| THE PROBLEM |
Word for word, repeat every record.
Segment Open
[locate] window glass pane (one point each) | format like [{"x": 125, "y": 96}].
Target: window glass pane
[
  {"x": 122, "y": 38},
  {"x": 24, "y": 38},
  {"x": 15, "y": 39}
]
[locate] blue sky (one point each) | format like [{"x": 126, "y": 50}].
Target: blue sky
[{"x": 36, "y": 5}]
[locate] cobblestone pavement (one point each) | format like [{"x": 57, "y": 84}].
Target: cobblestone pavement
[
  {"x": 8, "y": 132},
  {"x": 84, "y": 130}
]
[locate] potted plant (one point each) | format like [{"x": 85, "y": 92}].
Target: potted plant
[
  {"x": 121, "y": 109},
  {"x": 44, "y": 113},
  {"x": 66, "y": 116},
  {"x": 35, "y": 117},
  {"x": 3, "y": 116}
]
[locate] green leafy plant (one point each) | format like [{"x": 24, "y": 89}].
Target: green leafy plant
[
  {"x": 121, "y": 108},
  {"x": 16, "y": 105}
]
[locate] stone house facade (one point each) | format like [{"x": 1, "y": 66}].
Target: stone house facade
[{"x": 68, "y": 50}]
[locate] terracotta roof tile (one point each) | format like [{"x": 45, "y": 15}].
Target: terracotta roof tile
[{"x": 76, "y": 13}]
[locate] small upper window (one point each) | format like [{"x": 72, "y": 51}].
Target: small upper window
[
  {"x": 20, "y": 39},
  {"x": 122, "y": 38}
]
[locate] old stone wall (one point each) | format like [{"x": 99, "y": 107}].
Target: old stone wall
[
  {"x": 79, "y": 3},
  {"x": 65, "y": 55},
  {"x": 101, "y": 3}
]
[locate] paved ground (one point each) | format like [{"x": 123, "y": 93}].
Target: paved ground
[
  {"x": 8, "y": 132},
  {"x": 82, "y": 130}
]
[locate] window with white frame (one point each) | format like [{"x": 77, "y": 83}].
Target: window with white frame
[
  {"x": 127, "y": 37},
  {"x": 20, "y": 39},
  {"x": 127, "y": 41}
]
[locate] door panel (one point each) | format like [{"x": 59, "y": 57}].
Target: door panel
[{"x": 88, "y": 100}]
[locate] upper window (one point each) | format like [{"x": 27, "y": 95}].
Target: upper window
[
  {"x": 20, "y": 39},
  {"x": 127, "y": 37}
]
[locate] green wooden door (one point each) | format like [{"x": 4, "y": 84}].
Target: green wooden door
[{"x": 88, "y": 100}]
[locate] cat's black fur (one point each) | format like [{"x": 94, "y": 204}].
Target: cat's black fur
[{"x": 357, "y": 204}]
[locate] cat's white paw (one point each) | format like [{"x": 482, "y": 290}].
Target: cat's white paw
Segment Closed
| ANSWER FOR THIS EXERCISE |
[locate] window glass pane (one point each) | format like [{"x": 125, "y": 96}].
Target: window glass pane
[
  {"x": 122, "y": 38},
  {"x": 24, "y": 38},
  {"x": 15, "y": 39}
]
[locate] blue sky (one point each) | format like [{"x": 126, "y": 50}].
Target: blue sky
[{"x": 36, "y": 5}]
[locate] cobblestone pavement (one point each) | format like [{"x": 57, "y": 84}].
Target: cobblestone pavement
[
  {"x": 8, "y": 132},
  {"x": 84, "y": 130}
]
[locate] potted plant (one point each) | format like [{"x": 85, "y": 92}].
Target: potted plant
[
  {"x": 121, "y": 109},
  {"x": 44, "y": 113},
  {"x": 66, "y": 116},
  {"x": 35, "y": 117},
  {"x": 3, "y": 116}
]
[locate] green leafy plant (one point each) | format like [{"x": 24, "y": 89}].
Target: green leafy plant
[
  {"x": 121, "y": 108},
  {"x": 16, "y": 105}
]
[locate] stone house facade (one point each) | format like [{"x": 1, "y": 66}].
Target: stone house facade
[{"x": 68, "y": 50}]
[locate] terracotta roof tile (one point each) | format like [{"x": 45, "y": 15}].
Target: terracotta roof tile
[{"x": 76, "y": 13}]
[locate] small upper window (one point each) | format like [{"x": 72, "y": 51}].
Target: small upper window
[
  {"x": 20, "y": 39},
  {"x": 122, "y": 38}
]
[locate] old stone wall (one point each) | format like [{"x": 99, "y": 107}].
Target: old stone wall
[
  {"x": 79, "y": 3},
  {"x": 65, "y": 55},
  {"x": 101, "y": 3}
]
[locate] paved ground (one point each) | format like [{"x": 123, "y": 93}].
Target: paved ground
[
  {"x": 8, "y": 132},
  {"x": 82, "y": 130}
]
[locate] window with white frame (one point each) | format like [{"x": 77, "y": 83}].
Target: window with white frame
[
  {"x": 127, "y": 37},
  {"x": 20, "y": 39},
  {"x": 127, "y": 41}
]
[locate] door panel (one point each) | format like [{"x": 59, "y": 57}].
Target: door panel
[{"x": 88, "y": 100}]
[locate] upper window (one point each) | format like [{"x": 27, "y": 95}].
Target: upper window
[
  {"x": 20, "y": 39},
  {"x": 127, "y": 37}
]
[locate] green wooden door (one point each) | format like [{"x": 4, "y": 84}].
Target: green wooden door
[{"x": 88, "y": 100}]
[locate] cat's black fur (one point each) | format like [{"x": 94, "y": 204}].
Target: cat's black fur
[{"x": 357, "y": 204}]
[locate] cat's white paw (one point each) | format like [{"x": 482, "y": 290}].
Target: cat's white paw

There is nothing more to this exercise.